Transcribe the rows below verbatim, reproducing every line without any alteration.

| Dataset extract |
[Start]

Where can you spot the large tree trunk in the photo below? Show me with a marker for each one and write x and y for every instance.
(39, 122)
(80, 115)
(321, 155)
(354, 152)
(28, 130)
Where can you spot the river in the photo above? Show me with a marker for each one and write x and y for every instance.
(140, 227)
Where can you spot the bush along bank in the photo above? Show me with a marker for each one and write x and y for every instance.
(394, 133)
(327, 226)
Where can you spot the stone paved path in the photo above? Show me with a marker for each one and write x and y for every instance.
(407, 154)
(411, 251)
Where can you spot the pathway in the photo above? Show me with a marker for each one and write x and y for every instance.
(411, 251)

[End]

| Solution to this problem |
Where can you spot the large tree trunk in the photo below? Show me with a marker for each one and write x and y for every instance.
(39, 122)
(80, 115)
(321, 155)
(354, 152)
(28, 130)
Where can you spot the river in the photo above? Show me with a marker for each one and write x and y for every instance.
(140, 227)
Where can you spot the bush along bank in the photo above? Show me with a marker for each one and write x and y for every instance.
(394, 133)
(327, 226)
Where can you spot the stone paved path in the photo above? Show me with a marker for each one and write x and y for every instance.
(407, 154)
(411, 251)
Where can you spot the pathway in the photo above? Show me with a marker for each one and write x and y for every instance.
(411, 251)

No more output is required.